%%

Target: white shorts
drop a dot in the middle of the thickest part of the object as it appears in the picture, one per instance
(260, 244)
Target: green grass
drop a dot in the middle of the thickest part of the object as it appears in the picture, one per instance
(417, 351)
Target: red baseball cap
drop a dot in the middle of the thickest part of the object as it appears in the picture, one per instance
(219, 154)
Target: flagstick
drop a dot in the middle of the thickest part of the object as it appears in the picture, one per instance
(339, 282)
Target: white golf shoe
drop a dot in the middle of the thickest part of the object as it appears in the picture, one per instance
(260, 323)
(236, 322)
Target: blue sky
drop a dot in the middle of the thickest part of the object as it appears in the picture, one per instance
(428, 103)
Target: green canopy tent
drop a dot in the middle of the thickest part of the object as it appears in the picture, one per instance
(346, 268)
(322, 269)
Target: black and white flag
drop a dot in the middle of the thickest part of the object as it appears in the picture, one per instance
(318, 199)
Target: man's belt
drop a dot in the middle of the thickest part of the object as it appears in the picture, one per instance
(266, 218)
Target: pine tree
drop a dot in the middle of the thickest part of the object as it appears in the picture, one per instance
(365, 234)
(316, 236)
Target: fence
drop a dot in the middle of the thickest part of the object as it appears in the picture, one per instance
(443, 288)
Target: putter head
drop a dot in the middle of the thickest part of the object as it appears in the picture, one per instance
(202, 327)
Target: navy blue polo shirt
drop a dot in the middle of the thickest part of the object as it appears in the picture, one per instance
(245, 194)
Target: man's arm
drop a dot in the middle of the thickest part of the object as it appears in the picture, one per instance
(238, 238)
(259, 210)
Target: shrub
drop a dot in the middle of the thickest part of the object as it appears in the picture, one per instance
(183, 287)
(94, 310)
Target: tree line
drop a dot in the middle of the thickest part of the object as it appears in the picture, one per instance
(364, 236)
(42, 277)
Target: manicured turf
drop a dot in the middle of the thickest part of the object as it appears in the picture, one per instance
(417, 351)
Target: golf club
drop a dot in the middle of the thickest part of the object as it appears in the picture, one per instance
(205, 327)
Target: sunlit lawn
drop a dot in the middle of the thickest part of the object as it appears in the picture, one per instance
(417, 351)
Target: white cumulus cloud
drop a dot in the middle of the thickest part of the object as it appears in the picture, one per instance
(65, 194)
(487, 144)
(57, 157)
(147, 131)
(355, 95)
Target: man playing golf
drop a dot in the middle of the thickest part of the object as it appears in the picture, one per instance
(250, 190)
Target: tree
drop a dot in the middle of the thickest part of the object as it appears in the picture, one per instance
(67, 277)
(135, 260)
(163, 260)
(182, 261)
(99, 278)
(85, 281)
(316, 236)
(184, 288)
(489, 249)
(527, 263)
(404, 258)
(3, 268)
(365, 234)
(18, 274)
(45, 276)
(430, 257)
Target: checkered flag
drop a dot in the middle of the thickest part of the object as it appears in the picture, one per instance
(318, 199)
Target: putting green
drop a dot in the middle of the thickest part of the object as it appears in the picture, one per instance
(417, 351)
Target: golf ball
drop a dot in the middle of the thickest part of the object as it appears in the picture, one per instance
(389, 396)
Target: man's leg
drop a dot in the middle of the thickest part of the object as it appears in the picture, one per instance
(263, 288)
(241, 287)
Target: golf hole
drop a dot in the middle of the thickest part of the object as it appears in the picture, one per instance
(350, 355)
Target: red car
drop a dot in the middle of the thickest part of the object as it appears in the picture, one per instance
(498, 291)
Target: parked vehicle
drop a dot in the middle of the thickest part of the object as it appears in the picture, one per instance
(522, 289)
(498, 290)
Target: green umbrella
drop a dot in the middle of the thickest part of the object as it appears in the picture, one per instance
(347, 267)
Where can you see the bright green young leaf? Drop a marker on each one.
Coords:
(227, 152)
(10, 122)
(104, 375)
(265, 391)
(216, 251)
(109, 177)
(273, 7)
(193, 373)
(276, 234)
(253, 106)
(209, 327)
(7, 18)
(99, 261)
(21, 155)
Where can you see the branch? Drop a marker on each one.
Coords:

%%

### What needs to be done
Set out exactly the run of lines that begins at the line holding "Target: red car" and ends at the last line of the data.

### The response
Target: red car
drop a dot in the middle of the thickest part of the object as it appears in the picture, one per instance
(498, 291)
Target: parked vehicle
drop a dot in the middle of the thickest part of the object as it appears in the picture, one per instance
(522, 289)
(498, 290)
Target: green umbrella
drop a dot in the middle of the thickest part of the object as it appears in the picture, one per instance
(347, 267)
Where can you see the bright green young leaf? Drop a marker on each one.
Coords:
(227, 152)
(10, 122)
(104, 375)
(265, 391)
(216, 251)
(109, 177)
(273, 7)
(193, 373)
(276, 234)
(253, 106)
(209, 327)
(7, 18)
(99, 261)
(21, 155)
Where can you see the branch? Drop a marker on each one.
Coords:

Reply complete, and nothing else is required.